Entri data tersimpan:
^^^^

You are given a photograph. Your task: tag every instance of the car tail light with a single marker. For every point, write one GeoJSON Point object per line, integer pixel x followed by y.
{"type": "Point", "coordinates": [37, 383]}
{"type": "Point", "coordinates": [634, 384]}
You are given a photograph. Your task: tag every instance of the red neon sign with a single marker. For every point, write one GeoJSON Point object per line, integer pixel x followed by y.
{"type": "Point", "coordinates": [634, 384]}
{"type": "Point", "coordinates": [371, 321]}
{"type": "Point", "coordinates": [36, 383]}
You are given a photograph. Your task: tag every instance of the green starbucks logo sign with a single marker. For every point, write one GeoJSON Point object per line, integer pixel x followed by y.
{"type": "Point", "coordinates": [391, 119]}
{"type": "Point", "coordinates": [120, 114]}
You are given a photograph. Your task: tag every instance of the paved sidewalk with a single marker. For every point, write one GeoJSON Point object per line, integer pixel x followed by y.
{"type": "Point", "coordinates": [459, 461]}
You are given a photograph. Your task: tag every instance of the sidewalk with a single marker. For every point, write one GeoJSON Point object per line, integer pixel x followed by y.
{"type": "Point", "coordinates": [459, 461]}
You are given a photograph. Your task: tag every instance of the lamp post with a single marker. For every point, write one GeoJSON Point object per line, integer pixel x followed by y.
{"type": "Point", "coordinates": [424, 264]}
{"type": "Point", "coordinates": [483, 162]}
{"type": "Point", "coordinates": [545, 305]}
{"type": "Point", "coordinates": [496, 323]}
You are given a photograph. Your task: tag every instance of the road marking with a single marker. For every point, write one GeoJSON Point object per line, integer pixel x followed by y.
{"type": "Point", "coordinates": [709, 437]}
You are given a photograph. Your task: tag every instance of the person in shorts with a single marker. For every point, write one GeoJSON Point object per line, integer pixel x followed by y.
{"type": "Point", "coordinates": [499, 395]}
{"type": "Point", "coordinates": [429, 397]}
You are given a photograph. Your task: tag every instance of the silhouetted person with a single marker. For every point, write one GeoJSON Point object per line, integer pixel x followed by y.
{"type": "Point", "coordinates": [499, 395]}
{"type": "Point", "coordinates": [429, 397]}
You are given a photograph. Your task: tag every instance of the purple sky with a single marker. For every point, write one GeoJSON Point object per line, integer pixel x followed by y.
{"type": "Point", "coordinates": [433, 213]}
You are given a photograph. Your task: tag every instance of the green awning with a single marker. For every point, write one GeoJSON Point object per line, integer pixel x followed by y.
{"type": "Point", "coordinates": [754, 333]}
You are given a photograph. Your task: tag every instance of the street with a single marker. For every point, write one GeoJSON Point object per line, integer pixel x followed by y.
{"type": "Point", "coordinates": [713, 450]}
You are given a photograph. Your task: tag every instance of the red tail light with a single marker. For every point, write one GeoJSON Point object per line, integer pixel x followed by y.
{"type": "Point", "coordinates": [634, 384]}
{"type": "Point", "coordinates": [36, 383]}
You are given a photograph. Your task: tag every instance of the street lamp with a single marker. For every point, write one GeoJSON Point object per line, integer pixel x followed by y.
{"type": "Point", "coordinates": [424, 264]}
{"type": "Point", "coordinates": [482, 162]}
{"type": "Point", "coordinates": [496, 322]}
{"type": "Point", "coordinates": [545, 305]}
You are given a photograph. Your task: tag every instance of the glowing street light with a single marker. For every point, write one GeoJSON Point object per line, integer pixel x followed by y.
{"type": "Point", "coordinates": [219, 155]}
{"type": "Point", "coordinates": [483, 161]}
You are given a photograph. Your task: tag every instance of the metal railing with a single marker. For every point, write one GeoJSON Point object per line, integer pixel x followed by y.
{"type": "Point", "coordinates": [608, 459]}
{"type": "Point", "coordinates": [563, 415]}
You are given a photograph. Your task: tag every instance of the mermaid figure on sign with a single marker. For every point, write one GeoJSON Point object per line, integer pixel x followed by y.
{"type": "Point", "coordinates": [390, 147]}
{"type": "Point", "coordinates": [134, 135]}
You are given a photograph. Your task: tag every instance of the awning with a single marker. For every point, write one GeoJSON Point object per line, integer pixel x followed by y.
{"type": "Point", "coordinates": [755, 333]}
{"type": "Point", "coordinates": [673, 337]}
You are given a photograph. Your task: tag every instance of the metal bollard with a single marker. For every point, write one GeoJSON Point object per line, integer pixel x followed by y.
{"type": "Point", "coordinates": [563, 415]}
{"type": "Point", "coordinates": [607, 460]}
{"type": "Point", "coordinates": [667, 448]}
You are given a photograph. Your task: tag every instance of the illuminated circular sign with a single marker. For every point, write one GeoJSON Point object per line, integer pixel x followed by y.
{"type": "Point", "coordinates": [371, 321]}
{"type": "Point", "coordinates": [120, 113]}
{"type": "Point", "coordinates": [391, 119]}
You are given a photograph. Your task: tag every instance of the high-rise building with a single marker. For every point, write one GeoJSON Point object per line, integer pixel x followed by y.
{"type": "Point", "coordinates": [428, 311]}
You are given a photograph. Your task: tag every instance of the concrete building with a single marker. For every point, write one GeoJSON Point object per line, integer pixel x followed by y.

^^^^

**Latihan Singkat**
Tolong masukkan semua baris di atas ke dalam tabel Markdown dengan kolom "Nomor" untuk nomor urut dan "Isi" untuk teks barisnya. Lewati baris yang kosong.

**Jawaban Akhir**
| Nomor | Isi |
|---|---|
| 1 | You are given a photograph. Your task: tag every instance of the car tail light with a single marker. For every point, write one GeoJSON Point object per line, integer pixel x followed by y. |
| 2 | {"type": "Point", "coordinates": [37, 383]} |
| 3 | {"type": "Point", "coordinates": [634, 384]} |
| 4 | You are given a photograph. Your task: tag every instance of the red neon sign with a single marker. For every point, write one GeoJSON Point object per line, integer pixel x followed by y. |
| 5 | {"type": "Point", "coordinates": [634, 384]} |
| 6 | {"type": "Point", "coordinates": [371, 321]} |
| 7 | {"type": "Point", "coordinates": [36, 383]} |
| 8 | You are given a photograph. Your task: tag every instance of the green starbucks logo sign with a single marker. For every point, write one GeoJSON Point object per line, integer pixel x followed by y. |
| 9 | {"type": "Point", "coordinates": [391, 119]} |
| 10 | {"type": "Point", "coordinates": [120, 114]} |
| 11 | You are given a photograph. Your task: tag every instance of the paved sidewalk with a single marker. For every point, write one GeoJSON Point object per line, integer pixel x followed by y. |
| 12 | {"type": "Point", "coordinates": [459, 461]} |
| 13 | You are given a photograph. Your task: tag every instance of the sidewalk with a single marker. For every point, write one GeoJSON Point object per line, integer pixel x followed by y. |
| 14 | {"type": "Point", "coordinates": [459, 461]} |
| 15 | You are given a photograph. Your task: tag every instance of the lamp post with a single marker. For every point, write one GeoJSON Point object per line, integer pixel x followed by y. |
| 16 | {"type": "Point", "coordinates": [424, 264]} |
| 17 | {"type": "Point", "coordinates": [483, 162]} |
| 18 | {"type": "Point", "coordinates": [545, 305]} |
| 19 | {"type": "Point", "coordinates": [496, 323]} |
| 20 | You are given a photograph. Your task: tag every instance of the road marking with a single marker. For every point, write one GeoJSON Point object per line, integer pixel x followed by y. |
| 21 | {"type": "Point", "coordinates": [709, 437]} |
| 22 | You are given a photograph. Your task: tag every instance of the person in shorts with a single marker. For every point, write one GeoJSON Point object per line, integer pixel x followed by y. |
| 23 | {"type": "Point", "coordinates": [499, 395]} |
| 24 | {"type": "Point", "coordinates": [429, 397]} |
| 25 | You are given a photograph. Your task: tag every instance of the silhouetted person with a single marker. For every point, write one GeoJSON Point object per line, integer pixel x followed by y. |
| 26 | {"type": "Point", "coordinates": [499, 395]} |
| 27 | {"type": "Point", "coordinates": [429, 397]} |
| 28 | You are given a photograph. Your task: tag every instance of the purple sky with a single marker. For every point, write one GeoJSON Point object per line, integer pixel x followed by y. |
| 29 | {"type": "Point", "coordinates": [433, 213]} |
| 30 | You are given a photograph. Your task: tag every instance of the green awning with a single marker. For every point, write one GeoJSON Point object per line, integer pixel x followed by y. |
| 31 | {"type": "Point", "coordinates": [754, 333]} |
| 32 | You are given a photograph. Your task: tag every instance of the street with a single marker. For every point, write one GeoJSON Point object per line, integer pixel x followed by y. |
| 33 | {"type": "Point", "coordinates": [713, 450]} |
| 34 | You are given a photograph. Your task: tag every instance of the red tail light with a single marker. For every point, write one GeoJSON Point object per line, integer pixel x followed by y. |
| 35 | {"type": "Point", "coordinates": [634, 384]} |
| 36 | {"type": "Point", "coordinates": [36, 383]} |
| 37 | You are given a photograph. Your task: tag every instance of the street lamp with a single marker. For every point, write one GeoJSON Point object per line, integer pixel x followed by y. |
| 38 | {"type": "Point", "coordinates": [424, 264]} |
| 39 | {"type": "Point", "coordinates": [482, 162]} |
| 40 | {"type": "Point", "coordinates": [496, 322]} |
| 41 | {"type": "Point", "coordinates": [545, 305]} |
| 42 | You are given a photograph. Your task: tag every instance of the glowing street light with a single marker. For every point, write one GeoJSON Point object per line, integer pixel x followed by y. |
| 43 | {"type": "Point", "coordinates": [219, 155]} |
| 44 | {"type": "Point", "coordinates": [483, 161]} |
| 45 | You are given a photograph. Your task: tag every instance of the metal railing with a single marker. For every point, write one GeoJSON Point object per line, integer pixel x followed by y. |
| 46 | {"type": "Point", "coordinates": [608, 459]} |
| 47 | {"type": "Point", "coordinates": [563, 415]} |
| 48 | You are given a photograph. Your task: tag every instance of the mermaid figure on sign with a single marker. For every point, write one GeoJSON Point object per line, integer pixel x followed by y. |
| 49 | {"type": "Point", "coordinates": [390, 147]} |
| 50 | {"type": "Point", "coordinates": [134, 135]} |
| 51 | You are given a photograph. Your task: tag every instance of the awning with a single marker. For every point, write one GeoJSON Point object per line, integer pixel x followed by y. |
| 52 | {"type": "Point", "coordinates": [755, 333]} |
| 53 | {"type": "Point", "coordinates": [673, 337]} |
| 54 | You are given a photograph. Your task: tag every instance of the metal bollard with a single marker. For every point, write one GeoJSON Point object per line, integer pixel x followed by y. |
| 55 | {"type": "Point", "coordinates": [563, 415]} |
| 56 | {"type": "Point", "coordinates": [607, 460]} |
| 57 | {"type": "Point", "coordinates": [667, 448]} |
| 58 | You are given a photograph. Your task: tag every instance of the illuminated circular sign with a single marker. For every point, write one GeoJSON Point object per line, integer pixel x followed by y. |
| 59 | {"type": "Point", "coordinates": [371, 321]} |
| 60 | {"type": "Point", "coordinates": [120, 113]} |
| 61 | {"type": "Point", "coordinates": [391, 119]} |
| 62 | You are given a photograph. Your task: tag every instance of the high-rise building with a single marker. For every point, write one GeoJSON Point object per line, integer pixel x followed by y. |
| 63 | {"type": "Point", "coordinates": [428, 311]} |
| 64 | You are given a photograph. Your task: tag every instance of the concrete building with a single marker. For every point, write one GeoJSON Point object per line, integer pixel x followed by y. |